**PROBLEM TO WORK ON:**
Output all of the entries exactly as written.

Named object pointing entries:
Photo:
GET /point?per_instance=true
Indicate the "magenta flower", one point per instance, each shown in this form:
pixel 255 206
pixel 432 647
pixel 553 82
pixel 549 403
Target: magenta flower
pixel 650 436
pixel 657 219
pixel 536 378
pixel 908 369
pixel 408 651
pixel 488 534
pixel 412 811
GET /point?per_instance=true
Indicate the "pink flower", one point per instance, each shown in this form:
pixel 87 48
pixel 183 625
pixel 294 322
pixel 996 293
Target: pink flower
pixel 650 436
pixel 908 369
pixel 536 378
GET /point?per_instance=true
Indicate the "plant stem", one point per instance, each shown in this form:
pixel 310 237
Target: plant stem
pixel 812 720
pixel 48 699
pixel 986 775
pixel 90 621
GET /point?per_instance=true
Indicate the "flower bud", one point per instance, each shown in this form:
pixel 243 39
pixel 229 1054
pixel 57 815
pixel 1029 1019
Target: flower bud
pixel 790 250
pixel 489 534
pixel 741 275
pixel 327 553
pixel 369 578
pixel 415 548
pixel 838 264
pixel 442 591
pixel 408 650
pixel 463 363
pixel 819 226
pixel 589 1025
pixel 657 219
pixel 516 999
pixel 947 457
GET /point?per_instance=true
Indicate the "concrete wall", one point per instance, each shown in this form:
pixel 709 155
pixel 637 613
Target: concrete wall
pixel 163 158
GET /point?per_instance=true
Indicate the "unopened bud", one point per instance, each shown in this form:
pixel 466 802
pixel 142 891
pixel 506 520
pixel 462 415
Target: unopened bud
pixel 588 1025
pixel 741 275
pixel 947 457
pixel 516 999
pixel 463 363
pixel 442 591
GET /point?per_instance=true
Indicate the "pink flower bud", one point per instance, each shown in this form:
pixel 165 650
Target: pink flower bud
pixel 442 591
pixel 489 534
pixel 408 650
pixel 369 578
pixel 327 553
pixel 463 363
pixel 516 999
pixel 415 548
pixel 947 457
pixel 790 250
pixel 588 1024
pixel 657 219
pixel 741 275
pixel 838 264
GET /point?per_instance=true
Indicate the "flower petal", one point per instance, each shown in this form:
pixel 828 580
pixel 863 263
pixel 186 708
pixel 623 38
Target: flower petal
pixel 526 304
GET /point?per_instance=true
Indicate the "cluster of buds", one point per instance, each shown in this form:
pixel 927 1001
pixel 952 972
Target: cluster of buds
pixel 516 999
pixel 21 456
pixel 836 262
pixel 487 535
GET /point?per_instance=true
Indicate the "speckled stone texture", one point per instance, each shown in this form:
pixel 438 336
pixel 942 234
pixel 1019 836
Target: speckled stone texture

**EXERCISE RESULT:**
Photo:
GET /point?per_instance=true
Indicate the "magenta flower", one point per instance, each shown in this form:
pixel 255 206
pixel 432 647
pixel 553 82
pixel 549 403
Target: magenta flower
pixel 650 436
pixel 657 219
pixel 536 378
pixel 908 369
pixel 408 651
pixel 488 534
pixel 412 811
GET /point?per_instance=true
Indicate the "pink flower", one point per instance, each shown in this form:
pixel 87 48
pixel 183 625
pixel 294 322
pixel 996 293
Target: pink flower
pixel 650 436
pixel 908 369
pixel 536 378
GET /point?per_instance=true
Indicate the "plant stem", one point per instance, each shown in this form:
pixel 310 237
Target: plant stem
pixel 812 720
pixel 48 699
pixel 986 775
pixel 90 621
GET /point?per_instance=true
Indicate the "flower bud", one point per instance, each shown in this form:
pixel 243 39
pixel 229 1054
pixel 57 815
pixel 1029 1019
Target: flower bud
pixel 790 250
pixel 489 534
pixel 741 275
pixel 327 553
pixel 369 578
pixel 415 548
pixel 838 264
pixel 442 591
pixel 408 650
pixel 463 363
pixel 819 226
pixel 589 1025
pixel 657 219
pixel 516 999
pixel 947 457
GET /point?per_instance=true
Indicate the "concrete wall", one point per instance, each shown in this form:
pixel 709 155
pixel 637 613
Target: concrete wall
pixel 163 158
GET /point?per_instance=true
Indicate the "unopened bud", one point per instance, each shown in this form:
pixel 466 802
pixel 142 891
pixel 506 520
pixel 462 415
Target: unopened bud
pixel 588 1025
pixel 741 275
pixel 947 457
pixel 516 999
pixel 463 363
pixel 442 591
GET /point?per_instance=true
Indicate the "pink flower bud", one point per instance, each shown in this form:
pixel 165 650
Target: pink flower bud
pixel 442 591
pixel 489 534
pixel 408 650
pixel 369 578
pixel 327 553
pixel 463 363
pixel 516 999
pixel 415 548
pixel 947 457
pixel 790 250
pixel 588 1024
pixel 657 219
pixel 741 275
pixel 838 264
GET /point?per_instance=true
Indicate the "flower petal", one point per instance, each shown in this form:
pixel 828 580
pixel 863 263
pixel 186 708
pixel 623 38
Target: flower petal
pixel 526 304
GET /point?per_instance=true
Indicate the "cluster of buds", one point per instance, each shown in this form:
pixel 927 1001
pixel 952 972
Target: cluster of buds
pixel 516 999
pixel 21 456
pixel 836 262
pixel 487 535
GET /point?per_instance=true
Indicate the "speckled stone texture", one point per instance, each shown in this form:
pixel 438 336
pixel 942 234
pixel 1019 836
Target: speckled stone texture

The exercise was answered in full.